Text excerpt ->
(begin)
The year is 2011, and the comic book hero has become such a blockbuster staple we're seeing Thor and The Green Lantern get huge-budget releases. Marvel Studios is underway in producing a starting film for each Avenger, which is funny considering many comic book movies from the past decade follow an identical formula: Our ordinary man encounters an unfortunate encounter which renders him super, but with great power comes great responsibility. And a great deal of exposition that bogs down nearly half of each film, though it's usually pretty much the same story. They encounter some mini-bosses before having to accept a weakness and save the universe.
This isn't to say that minor heroes are all that is left, or that the genre is played out (I have to remind myself we're rapidly approaching the ten-year anniversary of Daredevil), only that I think it's reached its point of saturation and will ebb as far as blockbusters go. DreamWorks, Disney, Warner Bros., The Weinstein Company and even Marvel Studios' Avengers sat out San Diego's Comic-Con this year, and the less than stellar performances by (honestly dark horse candidates) Scott Pilgrim Vs. the World, Sucker Punch and even Kick-Ass probably should have studios pumping the brakes a little bit. Not every 300 will find its cult in college dorms.
Despite these downward tendencies, it has been a very fertile time for the comic book amid this meta culture. And as someone who has been accused of condescending in favor of older pictures (and hates when other people are guilty of the following), I was a little surprised to see how many of my favorites are from the past ten years.
This is a list of my 30 favorite comic adaptations for the screen: book, strip, or graphic novel. For the sake of diversity (sorry, Raimi, Nolan and Mamoru Oshii), I have limited each director to one film per franchise. This does not mean that each world is limited to its definitive film, or that each director is limited to one franchise (congratulations, Bryan Singer and Guillermo del Toro).
30. Annie (1982, John Huston)
John Huston (mis)directs a strange amalgam of things I'm not too convinced he cares about: musicals and Little Orphan Annie. Carol Burnett steals the show as a selfish wench and FDR even makes a singing appearance, the circumstances I can't remember for the life of me, with a winning song that undermines the depression. Annie is one of those movies that was a cornerstone of my childhood: I don't really want to revisit it, but it's something I wouldn't want to do without.
(end)
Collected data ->
(begin)
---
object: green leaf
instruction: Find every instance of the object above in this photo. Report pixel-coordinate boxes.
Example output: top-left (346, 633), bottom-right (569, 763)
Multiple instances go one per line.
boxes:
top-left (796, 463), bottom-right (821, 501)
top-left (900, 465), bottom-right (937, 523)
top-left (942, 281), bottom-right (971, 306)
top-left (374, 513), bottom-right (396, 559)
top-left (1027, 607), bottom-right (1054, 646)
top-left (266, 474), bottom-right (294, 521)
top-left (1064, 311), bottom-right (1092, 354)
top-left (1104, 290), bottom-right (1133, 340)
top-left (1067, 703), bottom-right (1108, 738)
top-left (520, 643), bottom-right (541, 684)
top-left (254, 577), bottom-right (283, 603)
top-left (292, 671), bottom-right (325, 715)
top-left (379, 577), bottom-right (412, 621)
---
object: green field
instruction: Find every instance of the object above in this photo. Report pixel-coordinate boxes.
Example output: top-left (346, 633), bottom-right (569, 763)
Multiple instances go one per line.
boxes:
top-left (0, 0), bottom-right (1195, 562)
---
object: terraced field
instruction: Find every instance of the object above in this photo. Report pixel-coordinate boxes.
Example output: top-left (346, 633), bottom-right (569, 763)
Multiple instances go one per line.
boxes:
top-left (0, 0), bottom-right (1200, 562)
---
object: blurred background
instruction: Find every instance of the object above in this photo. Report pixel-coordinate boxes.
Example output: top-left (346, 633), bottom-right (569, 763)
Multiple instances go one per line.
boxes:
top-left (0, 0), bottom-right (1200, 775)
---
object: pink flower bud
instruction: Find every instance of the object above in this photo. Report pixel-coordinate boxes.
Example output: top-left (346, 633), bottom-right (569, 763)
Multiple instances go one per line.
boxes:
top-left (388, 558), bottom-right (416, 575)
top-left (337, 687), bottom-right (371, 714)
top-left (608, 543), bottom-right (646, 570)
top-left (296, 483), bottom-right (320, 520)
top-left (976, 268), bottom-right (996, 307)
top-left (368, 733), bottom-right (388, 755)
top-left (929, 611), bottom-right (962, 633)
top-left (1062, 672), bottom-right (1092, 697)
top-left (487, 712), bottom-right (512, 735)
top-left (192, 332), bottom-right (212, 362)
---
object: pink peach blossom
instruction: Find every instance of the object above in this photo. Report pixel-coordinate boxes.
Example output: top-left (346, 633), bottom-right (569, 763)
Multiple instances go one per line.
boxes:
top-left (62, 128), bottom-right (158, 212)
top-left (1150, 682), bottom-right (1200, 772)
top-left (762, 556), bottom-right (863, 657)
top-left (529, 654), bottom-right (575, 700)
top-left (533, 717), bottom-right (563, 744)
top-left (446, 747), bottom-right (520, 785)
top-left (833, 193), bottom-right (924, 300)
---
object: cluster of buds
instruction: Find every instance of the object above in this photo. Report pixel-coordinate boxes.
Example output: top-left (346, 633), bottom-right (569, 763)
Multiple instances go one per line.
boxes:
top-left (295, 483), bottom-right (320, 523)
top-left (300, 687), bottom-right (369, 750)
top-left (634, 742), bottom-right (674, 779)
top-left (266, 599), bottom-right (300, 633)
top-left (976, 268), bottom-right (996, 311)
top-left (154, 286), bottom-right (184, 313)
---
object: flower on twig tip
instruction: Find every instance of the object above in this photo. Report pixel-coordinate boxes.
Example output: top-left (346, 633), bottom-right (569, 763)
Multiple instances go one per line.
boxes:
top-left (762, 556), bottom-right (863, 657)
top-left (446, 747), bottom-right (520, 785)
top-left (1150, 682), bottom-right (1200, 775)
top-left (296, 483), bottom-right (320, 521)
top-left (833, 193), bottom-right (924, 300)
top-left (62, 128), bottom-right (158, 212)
(end)
What you are asked to do ->
Can you continue the comic book film ranking from the point where it stops?

Task answer ->
29. Li'l Abner (1940, Albert S. Rogell)
It's hard to even call this an adaptation. Al Capp's intentions are nowhere in this piece, but the inanity remains highly enjoyable due to the cast. Nearly forgotten stars of the silent era run a gerbil cage here, and Buster Keaton makes an appearance as Lonesome Polecat. The plot is best summed up by IMDb user gftbiloxi: "Daisy Mae loves Abner, Cousin Delightful wants him for herself, and Abner prefers pork chops." What more do you want?
28. Art School Confidential (2006, Terry Zwigoff)
A lot of people hate this movie, even more forgot about it. Zwigoff frustrates the audience to no end with a dramatic shift in tone halfway through in this scathing look at the art world. Bravo for a film that suggests there is such a thing as objectivity in art. Also, a pitch perfect wiener joke.
27. Batman Beyond: Return of the Joker (2000, Curt Geda)
Of the DC Universe/Warner Bros. Animation collaborations I enjoy (and I enjoy a great deal, including Batman: Mask of the Phantasm and the difficult to adapt All-Star Superman), Return of the Joker is the finest. Gotham is a dark, dark place and the cartoon isn't afraid to show it. In a brilliant flashback sequence, we see the Joker (Mark Hamill(!)) at his sadistic best.
26. Kick-Ass (2010, Matthew Vaughn)
For all the comic book adaptations surrounding Nic Cage (he'll never get a shot at his beloved Superman, and instead resorts to things like Ghost Rider), one of his finest roles has him channeling Adam West. With many of the best comic films (no, any films) Vaughn goes beyond the source material to create a kinetic love letter to John Woo. Oh yeah, and people are really into a little girl in this also.
25. Blade II (2002, Guillermo del Toro)
Giving Wesley Snipes's Blade a fully realized duality while at the same time never skimping on the FX is what we've learned to love about the Guillermo del Toro touch. Blade II goes beyond the simple blockbuster with a rare depth in a project from which most people expected none.
24. V for Vendetta (2006, James McTeigue)
Before Natalie Portman was winning awards under Darren Aronofsky, it should be noted that V for Vendetta is what pulled her career out of the dregs of chick flicks, feminine (Anywhere But Here) and masculine (Garden State) and proved she could act as an adult. The film is a timely critique that suggests that perhaps people weren't too happy with the Bush Administration.
23.
Popeye (1980, Robert Altman)
Robert Altman's
Popeye is close to insane. It bears little resemblance to E. C. Segar's original strip nor Max Fleischer's long-running cartoon, but instead is inspired enough to cast Shelley Duvall as a perfect Olive Oyl and Robin Williams (with leg-of-lamb forearms) in his best-ever performance: a musical.
22.
Weird Science (1985, John Hughes)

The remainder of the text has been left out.